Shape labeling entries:

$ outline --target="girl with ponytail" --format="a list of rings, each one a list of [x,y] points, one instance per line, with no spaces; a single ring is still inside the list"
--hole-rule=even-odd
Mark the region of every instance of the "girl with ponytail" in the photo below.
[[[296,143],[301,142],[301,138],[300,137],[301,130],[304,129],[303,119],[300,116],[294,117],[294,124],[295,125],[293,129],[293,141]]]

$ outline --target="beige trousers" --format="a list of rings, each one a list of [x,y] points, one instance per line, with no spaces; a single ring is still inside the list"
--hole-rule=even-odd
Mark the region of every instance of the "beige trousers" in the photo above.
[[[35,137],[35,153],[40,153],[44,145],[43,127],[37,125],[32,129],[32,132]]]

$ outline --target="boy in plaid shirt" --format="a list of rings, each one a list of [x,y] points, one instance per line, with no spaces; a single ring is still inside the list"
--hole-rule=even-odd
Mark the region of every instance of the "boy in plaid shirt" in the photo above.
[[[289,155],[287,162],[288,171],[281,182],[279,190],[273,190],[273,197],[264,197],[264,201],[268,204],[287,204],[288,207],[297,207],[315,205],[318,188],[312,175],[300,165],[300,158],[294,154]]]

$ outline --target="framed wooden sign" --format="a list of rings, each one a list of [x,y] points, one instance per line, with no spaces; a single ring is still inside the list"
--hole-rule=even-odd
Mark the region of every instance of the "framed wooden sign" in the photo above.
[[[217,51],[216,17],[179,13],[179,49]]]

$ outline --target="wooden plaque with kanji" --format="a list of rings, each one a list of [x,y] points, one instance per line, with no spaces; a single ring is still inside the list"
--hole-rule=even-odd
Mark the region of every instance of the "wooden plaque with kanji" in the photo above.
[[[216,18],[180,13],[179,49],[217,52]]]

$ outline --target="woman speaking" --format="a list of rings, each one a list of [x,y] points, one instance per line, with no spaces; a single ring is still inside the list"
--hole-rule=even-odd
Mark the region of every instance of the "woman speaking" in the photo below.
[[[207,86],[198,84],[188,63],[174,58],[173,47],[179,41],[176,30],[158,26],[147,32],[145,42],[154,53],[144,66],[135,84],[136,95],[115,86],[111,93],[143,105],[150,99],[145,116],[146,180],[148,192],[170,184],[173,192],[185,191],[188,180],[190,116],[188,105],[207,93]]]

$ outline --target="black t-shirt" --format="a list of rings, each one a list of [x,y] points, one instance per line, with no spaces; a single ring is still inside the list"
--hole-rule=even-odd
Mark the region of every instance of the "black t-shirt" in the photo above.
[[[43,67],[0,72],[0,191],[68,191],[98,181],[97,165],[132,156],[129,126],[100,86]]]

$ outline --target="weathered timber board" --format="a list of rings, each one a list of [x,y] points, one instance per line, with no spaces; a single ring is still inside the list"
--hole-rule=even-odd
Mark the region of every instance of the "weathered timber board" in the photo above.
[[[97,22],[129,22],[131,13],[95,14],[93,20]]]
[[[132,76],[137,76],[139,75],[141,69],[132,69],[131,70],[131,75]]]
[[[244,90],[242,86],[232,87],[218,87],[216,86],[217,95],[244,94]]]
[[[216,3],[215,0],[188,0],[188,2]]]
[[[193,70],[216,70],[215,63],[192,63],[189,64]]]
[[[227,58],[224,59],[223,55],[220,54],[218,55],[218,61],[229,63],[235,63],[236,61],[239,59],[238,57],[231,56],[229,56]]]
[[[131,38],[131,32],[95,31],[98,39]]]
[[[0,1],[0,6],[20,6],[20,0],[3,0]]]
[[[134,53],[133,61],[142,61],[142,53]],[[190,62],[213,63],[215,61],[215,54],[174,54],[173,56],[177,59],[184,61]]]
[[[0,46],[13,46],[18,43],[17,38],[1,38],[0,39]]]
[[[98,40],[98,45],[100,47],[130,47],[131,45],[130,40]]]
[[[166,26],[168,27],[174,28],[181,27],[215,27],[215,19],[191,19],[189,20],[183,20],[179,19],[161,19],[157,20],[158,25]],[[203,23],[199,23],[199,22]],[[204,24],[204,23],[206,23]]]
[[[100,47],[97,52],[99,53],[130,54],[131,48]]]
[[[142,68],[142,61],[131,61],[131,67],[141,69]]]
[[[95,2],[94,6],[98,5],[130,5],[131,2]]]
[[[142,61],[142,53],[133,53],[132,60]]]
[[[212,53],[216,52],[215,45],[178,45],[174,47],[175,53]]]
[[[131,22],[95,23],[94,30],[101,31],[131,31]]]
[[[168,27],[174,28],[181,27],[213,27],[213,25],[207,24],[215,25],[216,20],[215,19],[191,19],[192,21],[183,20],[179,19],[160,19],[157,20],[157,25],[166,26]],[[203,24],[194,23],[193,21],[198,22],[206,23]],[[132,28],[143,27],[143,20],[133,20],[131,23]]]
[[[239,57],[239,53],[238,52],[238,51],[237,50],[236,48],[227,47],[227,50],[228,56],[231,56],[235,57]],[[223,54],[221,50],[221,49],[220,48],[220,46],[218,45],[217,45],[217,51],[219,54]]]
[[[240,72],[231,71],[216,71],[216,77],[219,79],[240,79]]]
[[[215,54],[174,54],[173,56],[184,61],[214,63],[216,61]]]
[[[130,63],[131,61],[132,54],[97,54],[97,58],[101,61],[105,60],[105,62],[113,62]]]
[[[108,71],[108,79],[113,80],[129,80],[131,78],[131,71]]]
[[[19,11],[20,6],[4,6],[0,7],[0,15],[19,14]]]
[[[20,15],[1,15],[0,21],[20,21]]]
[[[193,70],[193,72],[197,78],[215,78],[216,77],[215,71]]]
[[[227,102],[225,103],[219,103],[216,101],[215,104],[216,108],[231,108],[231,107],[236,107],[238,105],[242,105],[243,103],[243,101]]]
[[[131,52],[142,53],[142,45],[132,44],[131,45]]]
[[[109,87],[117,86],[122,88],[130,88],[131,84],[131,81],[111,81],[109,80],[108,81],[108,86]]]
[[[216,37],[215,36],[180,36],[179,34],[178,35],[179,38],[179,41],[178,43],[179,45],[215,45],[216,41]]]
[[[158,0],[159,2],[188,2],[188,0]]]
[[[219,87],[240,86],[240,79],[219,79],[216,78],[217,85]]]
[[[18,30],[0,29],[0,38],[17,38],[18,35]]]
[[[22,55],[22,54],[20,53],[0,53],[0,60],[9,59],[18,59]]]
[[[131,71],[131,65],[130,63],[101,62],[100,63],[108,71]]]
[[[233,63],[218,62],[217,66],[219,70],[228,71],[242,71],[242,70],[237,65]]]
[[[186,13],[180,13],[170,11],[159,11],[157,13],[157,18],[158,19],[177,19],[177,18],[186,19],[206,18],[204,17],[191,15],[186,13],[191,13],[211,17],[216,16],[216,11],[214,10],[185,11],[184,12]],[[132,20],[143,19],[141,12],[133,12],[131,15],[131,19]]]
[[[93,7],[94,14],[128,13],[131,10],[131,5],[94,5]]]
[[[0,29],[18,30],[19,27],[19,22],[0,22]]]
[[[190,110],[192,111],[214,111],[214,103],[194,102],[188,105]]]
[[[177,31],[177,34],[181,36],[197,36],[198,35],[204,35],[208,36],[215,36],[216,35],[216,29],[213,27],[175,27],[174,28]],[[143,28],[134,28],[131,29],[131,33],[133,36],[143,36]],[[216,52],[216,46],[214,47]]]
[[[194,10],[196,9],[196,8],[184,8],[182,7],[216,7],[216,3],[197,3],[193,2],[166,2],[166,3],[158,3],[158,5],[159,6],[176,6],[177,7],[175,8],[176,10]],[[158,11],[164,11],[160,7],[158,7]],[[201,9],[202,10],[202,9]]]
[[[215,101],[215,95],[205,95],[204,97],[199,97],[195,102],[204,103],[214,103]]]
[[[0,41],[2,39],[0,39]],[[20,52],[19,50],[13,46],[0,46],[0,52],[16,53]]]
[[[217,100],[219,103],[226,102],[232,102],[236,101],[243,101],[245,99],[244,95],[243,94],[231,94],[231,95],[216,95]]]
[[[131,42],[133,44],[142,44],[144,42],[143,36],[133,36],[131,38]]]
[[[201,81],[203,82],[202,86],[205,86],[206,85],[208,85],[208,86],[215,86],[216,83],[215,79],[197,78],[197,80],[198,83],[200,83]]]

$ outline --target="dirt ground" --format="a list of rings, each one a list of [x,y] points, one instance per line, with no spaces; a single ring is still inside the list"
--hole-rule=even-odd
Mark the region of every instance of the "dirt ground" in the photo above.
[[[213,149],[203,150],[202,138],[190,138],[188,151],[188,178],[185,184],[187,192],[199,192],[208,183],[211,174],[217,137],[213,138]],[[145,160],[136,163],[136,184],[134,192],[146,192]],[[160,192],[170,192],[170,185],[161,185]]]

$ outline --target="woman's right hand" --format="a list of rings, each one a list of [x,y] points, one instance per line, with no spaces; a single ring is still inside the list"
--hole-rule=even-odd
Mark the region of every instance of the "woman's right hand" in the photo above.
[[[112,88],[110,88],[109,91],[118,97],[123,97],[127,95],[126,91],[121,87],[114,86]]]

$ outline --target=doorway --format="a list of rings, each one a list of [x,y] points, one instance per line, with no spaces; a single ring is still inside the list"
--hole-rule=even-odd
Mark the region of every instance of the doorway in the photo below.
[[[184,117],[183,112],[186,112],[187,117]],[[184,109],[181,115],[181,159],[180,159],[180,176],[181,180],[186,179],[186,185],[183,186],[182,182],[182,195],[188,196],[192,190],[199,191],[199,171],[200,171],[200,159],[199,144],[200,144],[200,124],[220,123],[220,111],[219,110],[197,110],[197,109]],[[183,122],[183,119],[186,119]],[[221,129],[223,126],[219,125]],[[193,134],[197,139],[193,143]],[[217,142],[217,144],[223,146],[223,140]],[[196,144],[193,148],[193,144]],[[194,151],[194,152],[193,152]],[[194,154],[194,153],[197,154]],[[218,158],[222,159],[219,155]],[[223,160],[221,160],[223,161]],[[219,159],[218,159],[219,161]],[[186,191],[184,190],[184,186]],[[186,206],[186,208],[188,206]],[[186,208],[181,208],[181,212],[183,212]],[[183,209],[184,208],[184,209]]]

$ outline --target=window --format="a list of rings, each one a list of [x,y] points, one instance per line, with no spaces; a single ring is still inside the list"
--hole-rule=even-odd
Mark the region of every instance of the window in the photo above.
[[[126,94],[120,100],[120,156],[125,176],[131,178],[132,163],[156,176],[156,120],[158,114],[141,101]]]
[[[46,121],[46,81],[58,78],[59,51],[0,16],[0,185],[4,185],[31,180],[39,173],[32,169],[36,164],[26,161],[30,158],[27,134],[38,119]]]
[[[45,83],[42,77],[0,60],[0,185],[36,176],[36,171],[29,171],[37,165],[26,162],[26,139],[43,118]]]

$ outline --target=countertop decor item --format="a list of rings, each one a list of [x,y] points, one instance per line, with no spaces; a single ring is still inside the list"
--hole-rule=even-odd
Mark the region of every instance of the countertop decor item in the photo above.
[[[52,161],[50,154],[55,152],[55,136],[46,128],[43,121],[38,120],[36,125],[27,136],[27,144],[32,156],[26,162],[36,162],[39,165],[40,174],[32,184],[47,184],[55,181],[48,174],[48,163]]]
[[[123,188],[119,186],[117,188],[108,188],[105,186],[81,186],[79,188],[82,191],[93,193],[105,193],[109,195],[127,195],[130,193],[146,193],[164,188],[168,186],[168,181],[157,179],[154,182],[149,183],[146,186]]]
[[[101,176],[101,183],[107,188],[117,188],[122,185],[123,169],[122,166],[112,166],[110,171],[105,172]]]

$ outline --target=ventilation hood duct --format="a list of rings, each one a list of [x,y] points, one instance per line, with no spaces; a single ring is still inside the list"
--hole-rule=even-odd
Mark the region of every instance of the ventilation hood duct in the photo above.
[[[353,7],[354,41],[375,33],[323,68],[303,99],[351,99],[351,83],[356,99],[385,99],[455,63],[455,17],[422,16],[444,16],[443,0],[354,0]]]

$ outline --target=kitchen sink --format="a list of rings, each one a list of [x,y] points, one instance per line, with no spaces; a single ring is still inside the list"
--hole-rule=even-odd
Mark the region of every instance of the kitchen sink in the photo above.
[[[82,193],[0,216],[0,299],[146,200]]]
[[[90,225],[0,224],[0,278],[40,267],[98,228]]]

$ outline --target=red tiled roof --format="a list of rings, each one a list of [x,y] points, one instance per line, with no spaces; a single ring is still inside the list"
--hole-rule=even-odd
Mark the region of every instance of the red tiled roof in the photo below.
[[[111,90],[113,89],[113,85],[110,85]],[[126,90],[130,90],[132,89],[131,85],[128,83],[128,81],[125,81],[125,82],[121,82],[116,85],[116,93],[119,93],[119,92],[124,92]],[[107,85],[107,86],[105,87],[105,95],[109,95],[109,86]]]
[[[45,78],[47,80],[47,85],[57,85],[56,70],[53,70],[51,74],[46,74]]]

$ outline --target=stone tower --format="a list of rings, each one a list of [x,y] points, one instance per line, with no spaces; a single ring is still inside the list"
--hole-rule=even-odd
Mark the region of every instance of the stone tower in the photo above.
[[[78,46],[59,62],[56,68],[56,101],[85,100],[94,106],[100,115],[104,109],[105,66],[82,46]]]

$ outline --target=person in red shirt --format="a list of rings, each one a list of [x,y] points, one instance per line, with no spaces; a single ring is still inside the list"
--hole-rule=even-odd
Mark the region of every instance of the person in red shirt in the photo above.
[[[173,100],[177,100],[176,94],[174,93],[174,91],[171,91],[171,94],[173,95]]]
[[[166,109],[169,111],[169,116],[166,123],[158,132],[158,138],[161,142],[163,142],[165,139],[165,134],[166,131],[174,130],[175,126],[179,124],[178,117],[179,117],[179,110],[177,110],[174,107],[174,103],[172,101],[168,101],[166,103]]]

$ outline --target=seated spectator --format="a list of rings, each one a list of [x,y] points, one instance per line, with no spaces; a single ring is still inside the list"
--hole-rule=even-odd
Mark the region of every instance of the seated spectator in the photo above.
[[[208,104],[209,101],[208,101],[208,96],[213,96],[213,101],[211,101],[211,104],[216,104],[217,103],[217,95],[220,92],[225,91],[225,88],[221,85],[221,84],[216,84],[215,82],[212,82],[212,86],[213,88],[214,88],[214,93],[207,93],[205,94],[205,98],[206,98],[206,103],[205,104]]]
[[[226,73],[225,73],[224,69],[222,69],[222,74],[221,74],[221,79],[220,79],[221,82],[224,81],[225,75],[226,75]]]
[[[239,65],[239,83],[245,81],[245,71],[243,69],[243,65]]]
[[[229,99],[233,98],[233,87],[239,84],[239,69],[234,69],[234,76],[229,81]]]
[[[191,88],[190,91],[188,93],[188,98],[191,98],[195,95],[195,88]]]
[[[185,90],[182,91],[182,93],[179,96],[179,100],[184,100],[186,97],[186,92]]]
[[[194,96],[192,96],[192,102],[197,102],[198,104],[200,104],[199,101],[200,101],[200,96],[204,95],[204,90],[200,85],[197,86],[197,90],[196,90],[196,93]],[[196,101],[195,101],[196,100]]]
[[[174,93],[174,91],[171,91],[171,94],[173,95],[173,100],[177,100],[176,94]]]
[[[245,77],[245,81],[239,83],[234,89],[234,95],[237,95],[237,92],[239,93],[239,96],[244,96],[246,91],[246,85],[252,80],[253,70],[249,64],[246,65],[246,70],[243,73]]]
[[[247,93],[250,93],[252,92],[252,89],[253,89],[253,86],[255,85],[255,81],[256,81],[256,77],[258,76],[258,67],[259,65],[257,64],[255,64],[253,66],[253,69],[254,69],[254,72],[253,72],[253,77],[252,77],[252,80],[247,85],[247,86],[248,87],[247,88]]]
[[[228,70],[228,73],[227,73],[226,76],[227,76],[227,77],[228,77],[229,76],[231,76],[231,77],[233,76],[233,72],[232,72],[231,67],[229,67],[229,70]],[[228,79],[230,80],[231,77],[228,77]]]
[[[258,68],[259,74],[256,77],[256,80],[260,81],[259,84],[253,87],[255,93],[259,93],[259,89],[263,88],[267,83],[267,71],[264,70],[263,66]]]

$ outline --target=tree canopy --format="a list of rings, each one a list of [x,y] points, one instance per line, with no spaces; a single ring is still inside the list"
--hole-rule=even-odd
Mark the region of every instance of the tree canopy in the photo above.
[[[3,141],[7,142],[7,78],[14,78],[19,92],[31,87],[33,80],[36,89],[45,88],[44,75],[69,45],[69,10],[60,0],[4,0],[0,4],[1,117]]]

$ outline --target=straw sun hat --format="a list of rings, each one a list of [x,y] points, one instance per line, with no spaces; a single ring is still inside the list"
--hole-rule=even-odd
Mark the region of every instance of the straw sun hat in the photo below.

**What is needed**
Return the lines verbatim, beginning at the line containing "outline --target=seated spectator" and ending after the line containing "Mark the region of every instance of the seated".

**Exercise result**
$ outline --target=seated spectator --format="a list of rings, each one a list of [x,y] points, one instance per line, with no spaces; a single ring is still inside the list"
--hole-rule=even-odd
Mark the region of every instance of the seated spectator in the photo above.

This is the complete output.